Convert the lines below into a JSON list of strings, one string per line and no blank lines, starting with the line containing "terrace in the photo above." and continuing through the last of the lines.
BEGIN Data records
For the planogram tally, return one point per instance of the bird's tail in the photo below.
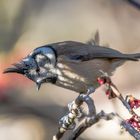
(135, 55)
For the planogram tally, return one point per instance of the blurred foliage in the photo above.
(26, 24)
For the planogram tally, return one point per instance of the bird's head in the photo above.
(38, 66)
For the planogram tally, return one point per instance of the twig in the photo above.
(69, 120)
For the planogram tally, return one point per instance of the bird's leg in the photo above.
(90, 90)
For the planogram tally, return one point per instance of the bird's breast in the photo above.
(80, 76)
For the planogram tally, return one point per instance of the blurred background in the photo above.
(25, 113)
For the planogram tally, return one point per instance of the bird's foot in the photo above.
(90, 90)
(67, 122)
(77, 110)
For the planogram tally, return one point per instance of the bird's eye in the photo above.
(38, 69)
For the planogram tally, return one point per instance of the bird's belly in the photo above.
(80, 76)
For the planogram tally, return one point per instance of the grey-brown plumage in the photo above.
(70, 64)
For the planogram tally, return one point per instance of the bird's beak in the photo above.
(38, 86)
(16, 68)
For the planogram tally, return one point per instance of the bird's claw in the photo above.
(72, 106)
(67, 123)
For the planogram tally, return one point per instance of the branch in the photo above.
(68, 121)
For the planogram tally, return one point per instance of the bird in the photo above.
(71, 65)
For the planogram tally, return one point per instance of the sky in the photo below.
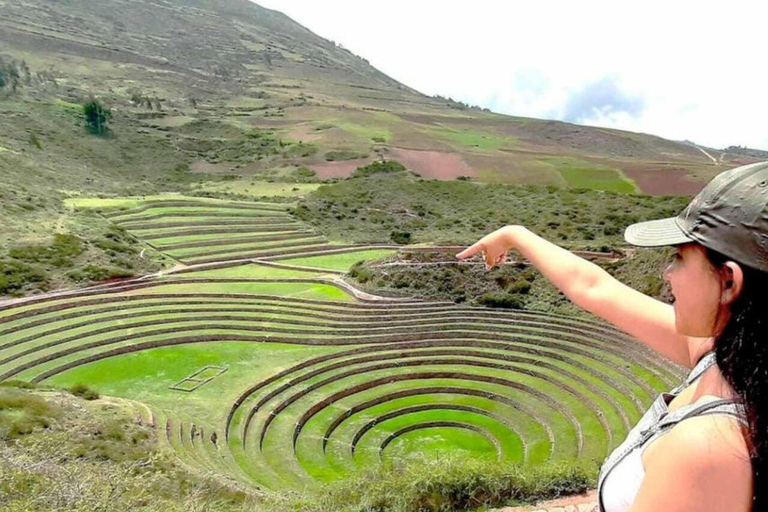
(677, 69)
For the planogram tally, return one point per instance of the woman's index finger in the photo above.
(470, 251)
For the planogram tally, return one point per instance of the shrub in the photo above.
(84, 392)
(383, 166)
(59, 253)
(500, 300)
(400, 237)
(22, 412)
(445, 483)
(343, 154)
(98, 273)
(16, 276)
(96, 117)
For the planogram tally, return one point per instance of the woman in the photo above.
(703, 446)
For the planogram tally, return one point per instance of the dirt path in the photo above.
(714, 160)
(580, 503)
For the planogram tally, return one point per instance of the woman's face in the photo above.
(697, 290)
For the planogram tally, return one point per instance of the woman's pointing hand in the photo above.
(494, 247)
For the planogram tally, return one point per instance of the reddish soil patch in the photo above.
(661, 182)
(203, 166)
(432, 164)
(340, 169)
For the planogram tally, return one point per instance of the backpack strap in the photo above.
(706, 361)
(732, 406)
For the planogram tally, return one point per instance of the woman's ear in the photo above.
(733, 282)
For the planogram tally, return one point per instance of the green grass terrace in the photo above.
(284, 378)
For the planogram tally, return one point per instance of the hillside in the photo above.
END Data records
Answer to the task
[
  "For the planogram tally, return one point per instance of the green grass terrace in the photo above.",
  "(284, 378)",
  "For the planogram tally, return one point per instance of the hillside in the photo above."
]